TASK GOAL
Return exactly the lines of the entries that start at the line containing "Would you mind tagging the grass" and continue to the last line. Omit the pictures.

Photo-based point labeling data

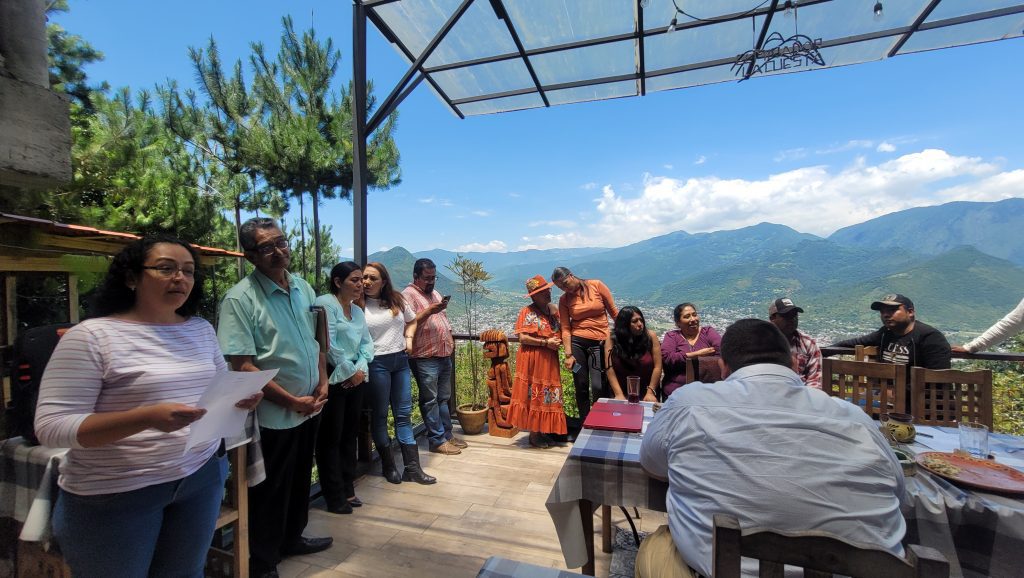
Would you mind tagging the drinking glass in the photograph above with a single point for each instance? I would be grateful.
(974, 439)
(633, 388)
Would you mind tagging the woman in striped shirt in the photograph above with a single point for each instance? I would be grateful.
(120, 390)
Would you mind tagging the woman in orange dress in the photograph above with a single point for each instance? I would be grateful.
(537, 389)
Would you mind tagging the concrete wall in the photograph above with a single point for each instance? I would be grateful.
(35, 131)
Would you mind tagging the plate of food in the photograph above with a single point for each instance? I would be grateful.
(976, 472)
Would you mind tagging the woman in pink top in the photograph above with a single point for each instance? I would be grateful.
(583, 312)
(689, 340)
(121, 390)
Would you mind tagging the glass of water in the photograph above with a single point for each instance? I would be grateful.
(974, 439)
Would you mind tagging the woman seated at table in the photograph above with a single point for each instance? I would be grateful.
(687, 341)
(121, 390)
(350, 353)
(632, 349)
(537, 389)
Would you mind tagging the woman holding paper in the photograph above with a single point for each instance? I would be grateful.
(120, 390)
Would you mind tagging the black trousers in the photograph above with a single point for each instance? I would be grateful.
(336, 443)
(590, 381)
(279, 507)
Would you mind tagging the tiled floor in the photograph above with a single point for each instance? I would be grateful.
(488, 500)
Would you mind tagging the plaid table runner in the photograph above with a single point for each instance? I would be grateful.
(980, 533)
(603, 467)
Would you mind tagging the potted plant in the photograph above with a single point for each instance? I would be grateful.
(471, 277)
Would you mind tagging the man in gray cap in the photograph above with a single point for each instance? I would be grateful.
(903, 339)
(785, 316)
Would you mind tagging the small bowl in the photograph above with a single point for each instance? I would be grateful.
(906, 461)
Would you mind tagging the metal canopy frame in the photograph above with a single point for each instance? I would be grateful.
(963, 21)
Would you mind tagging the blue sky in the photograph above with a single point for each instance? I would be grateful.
(815, 151)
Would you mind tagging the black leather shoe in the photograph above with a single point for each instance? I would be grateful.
(309, 545)
(345, 507)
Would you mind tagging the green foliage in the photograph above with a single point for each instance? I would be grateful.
(471, 277)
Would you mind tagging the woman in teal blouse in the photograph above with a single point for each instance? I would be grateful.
(350, 353)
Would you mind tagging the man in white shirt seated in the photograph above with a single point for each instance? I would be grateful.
(761, 446)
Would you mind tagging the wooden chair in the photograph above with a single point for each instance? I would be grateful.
(819, 553)
(946, 397)
(878, 387)
(865, 353)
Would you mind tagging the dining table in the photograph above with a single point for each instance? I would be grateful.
(980, 532)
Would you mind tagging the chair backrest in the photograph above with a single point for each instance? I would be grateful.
(877, 387)
(819, 553)
(865, 353)
(946, 397)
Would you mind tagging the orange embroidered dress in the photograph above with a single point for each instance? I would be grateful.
(537, 388)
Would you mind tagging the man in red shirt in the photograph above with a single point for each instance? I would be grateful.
(431, 357)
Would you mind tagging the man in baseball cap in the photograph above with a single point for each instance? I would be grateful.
(902, 338)
(785, 316)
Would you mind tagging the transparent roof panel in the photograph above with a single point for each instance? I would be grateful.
(954, 8)
(596, 92)
(981, 31)
(548, 23)
(687, 46)
(583, 64)
(505, 105)
(584, 41)
(484, 79)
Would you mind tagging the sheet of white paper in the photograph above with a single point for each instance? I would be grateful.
(222, 419)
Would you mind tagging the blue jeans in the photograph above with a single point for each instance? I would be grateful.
(390, 384)
(433, 375)
(158, 531)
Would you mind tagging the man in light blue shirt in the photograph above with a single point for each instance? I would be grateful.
(266, 323)
(763, 447)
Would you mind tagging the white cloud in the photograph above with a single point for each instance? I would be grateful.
(791, 155)
(815, 199)
(558, 223)
(844, 147)
(494, 246)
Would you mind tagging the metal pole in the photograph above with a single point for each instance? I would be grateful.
(359, 132)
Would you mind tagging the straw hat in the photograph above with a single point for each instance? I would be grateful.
(537, 284)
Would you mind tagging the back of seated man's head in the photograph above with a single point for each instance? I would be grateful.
(751, 341)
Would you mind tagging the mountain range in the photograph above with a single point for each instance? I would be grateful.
(961, 263)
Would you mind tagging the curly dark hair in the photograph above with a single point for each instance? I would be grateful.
(114, 296)
(341, 273)
(624, 343)
(389, 297)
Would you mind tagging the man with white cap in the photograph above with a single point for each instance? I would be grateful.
(784, 315)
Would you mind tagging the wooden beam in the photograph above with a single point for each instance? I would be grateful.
(10, 307)
(73, 297)
(57, 263)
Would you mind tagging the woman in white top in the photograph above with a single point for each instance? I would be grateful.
(120, 390)
(392, 325)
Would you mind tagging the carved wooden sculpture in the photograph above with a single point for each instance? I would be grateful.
(496, 348)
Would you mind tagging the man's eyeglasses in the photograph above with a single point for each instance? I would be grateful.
(267, 248)
(168, 271)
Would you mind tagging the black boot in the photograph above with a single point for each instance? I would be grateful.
(388, 469)
(411, 454)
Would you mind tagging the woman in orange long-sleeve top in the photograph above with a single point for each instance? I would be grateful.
(583, 312)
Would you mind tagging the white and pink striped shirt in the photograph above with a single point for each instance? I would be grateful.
(105, 365)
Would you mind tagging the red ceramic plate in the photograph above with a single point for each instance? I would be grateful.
(976, 472)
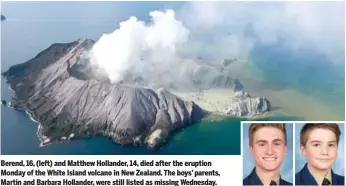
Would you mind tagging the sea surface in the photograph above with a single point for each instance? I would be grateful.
(25, 33)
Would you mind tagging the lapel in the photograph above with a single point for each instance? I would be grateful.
(306, 178)
(254, 179)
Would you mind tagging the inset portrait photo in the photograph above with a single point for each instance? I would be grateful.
(319, 154)
(267, 153)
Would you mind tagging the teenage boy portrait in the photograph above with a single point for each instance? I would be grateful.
(319, 145)
(267, 146)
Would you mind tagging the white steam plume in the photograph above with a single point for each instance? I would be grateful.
(219, 30)
(140, 50)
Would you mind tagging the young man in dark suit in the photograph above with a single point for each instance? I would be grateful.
(319, 144)
(268, 147)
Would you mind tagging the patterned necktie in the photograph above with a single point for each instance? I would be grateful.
(273, 183)
(325, 181)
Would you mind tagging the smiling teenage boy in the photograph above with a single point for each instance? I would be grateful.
(319, 144)
(268, 147)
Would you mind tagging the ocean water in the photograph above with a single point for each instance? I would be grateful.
(26, 32)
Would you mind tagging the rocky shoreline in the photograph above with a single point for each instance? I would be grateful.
(67, 105)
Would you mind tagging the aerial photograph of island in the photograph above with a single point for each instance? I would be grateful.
(164, 78)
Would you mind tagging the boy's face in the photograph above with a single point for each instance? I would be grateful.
(268, 148)
(321, 149)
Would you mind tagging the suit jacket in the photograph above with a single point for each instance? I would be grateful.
(304, 177)
(253, 179)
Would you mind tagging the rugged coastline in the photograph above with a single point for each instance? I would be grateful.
(67, 105)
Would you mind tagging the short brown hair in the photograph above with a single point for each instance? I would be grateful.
(254, 127)
(308, 127)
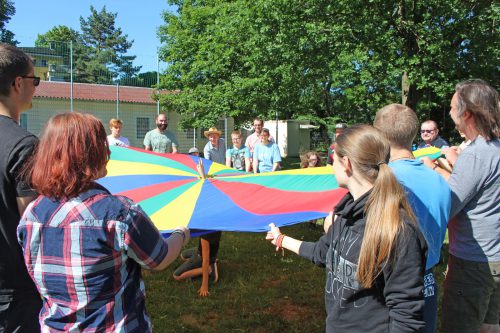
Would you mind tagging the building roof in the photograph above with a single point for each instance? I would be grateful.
(94, 92)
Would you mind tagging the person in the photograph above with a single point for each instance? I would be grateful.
(367, 290)
(339, 128)
(254, 138)
(115, 138)
(471, 301)
(19, 299)
(428, 193)
(202, 260)
(83, 247)
(215, 149)
(238, 157)
(266, 157)
(193, 151)
(311, 159)
(160, 139)
(430, 136)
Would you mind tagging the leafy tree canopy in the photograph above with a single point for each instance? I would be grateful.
(323, 60)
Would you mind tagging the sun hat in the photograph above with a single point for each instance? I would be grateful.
(212, 130)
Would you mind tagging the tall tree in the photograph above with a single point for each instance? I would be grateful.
(322, 60)
(7, 10)
(107, 47)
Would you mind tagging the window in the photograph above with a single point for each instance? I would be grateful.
(142, 127)
(23, 121)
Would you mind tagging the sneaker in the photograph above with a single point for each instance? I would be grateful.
(214, 274)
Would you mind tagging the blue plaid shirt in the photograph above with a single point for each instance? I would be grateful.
(85, 256)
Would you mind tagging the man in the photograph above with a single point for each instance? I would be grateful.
(267, 157)
(472, 286)
(215, 149)
(238, 157)
(160, 139)
(20, 302)
(254, 138)
(428, 194)
(339, 128)
(115, 138)
(430, 135)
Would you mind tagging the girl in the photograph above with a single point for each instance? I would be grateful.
(374, 253)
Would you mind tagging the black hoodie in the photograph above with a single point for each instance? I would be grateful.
(395, 301)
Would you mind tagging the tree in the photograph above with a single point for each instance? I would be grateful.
(322, 60)
(7, 10)
(106, 59)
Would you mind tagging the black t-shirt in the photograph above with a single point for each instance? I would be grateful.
(16, 146)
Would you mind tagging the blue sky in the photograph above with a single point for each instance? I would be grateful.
(138, 19)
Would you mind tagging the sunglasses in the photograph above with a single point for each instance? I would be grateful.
(36, 79)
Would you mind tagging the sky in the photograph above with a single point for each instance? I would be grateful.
(137, 19)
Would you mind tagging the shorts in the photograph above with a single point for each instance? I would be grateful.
(471, 295)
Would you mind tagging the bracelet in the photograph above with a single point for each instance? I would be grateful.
(279, 240)
(180, 232)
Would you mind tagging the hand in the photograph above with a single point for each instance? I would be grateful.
(273, 234)
(187, 234)
(328, 221)
(427, 162)
(451, 154)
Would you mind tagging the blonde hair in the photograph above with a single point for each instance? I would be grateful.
(387, 206)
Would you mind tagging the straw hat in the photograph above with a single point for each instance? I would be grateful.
(212, 130)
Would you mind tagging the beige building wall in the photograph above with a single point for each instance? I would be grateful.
(137, 119)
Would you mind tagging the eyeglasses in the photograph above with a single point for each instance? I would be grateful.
(36, 79)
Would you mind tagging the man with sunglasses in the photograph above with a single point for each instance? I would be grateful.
(430, 136)
(20, 302)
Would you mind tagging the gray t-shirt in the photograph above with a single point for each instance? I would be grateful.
(475, 185)
(160, 142)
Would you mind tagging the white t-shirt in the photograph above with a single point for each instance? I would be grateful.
(121, 141)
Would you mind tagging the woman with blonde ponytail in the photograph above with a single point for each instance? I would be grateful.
(374, 253)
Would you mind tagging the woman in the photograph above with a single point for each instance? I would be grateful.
(83, 247)
(311, 159)
(374, 253)
(266, 155)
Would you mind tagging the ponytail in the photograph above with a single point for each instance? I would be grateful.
(387, 206)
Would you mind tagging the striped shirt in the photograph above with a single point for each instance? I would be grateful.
(85, 256)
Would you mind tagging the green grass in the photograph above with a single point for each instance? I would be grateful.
(258, 290)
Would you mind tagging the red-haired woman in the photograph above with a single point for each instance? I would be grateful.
(83, 247)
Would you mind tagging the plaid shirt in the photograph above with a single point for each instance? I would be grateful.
(85, 256)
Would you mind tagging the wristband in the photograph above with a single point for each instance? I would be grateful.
(180, 232)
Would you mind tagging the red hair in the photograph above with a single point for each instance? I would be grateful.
(72, 153)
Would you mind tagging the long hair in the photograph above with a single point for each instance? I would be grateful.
(387, 206)
(482, 101)
(71, 154)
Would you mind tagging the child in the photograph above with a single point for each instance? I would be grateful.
(374, 253)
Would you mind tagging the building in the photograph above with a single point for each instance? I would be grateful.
(133, 105)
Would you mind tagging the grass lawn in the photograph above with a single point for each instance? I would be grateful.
(258, 290)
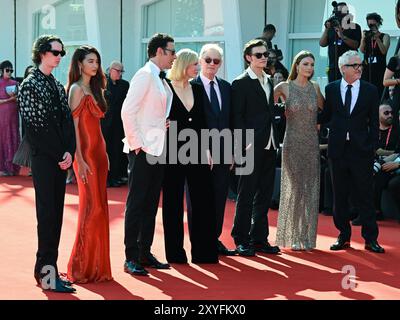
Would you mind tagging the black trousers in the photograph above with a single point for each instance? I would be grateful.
(351, 167)
(49, 184)
(118, 161)
(145, 180)
(221, 180)
(203, 218)
(254, 197)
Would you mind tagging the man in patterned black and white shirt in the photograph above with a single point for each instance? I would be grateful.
(50, 133)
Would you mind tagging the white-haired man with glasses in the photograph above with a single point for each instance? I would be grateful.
(352, 109)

FINAL RESULT
Would you mind tagging the grass lawn in the photograph above with a single point for each instance? I would be grateful.
(258, 290)
Would you mind tagging the black trousers in the photograph above with a single point for each instance? I would be grateful.
(351, 167)
(49, 184)
(118, 161)
(145, 180)
(221, 180)
(203, 218)
(254, 197)
Would you mind tagging the man in patterned black and white shirt in the photograph above with a single point for each instance? I would be grateful.
(50, 133)
Would you mind tagging the white-haired man with glasses in the photograph above with a single point for each instance? I would be grateful.
(352, 109)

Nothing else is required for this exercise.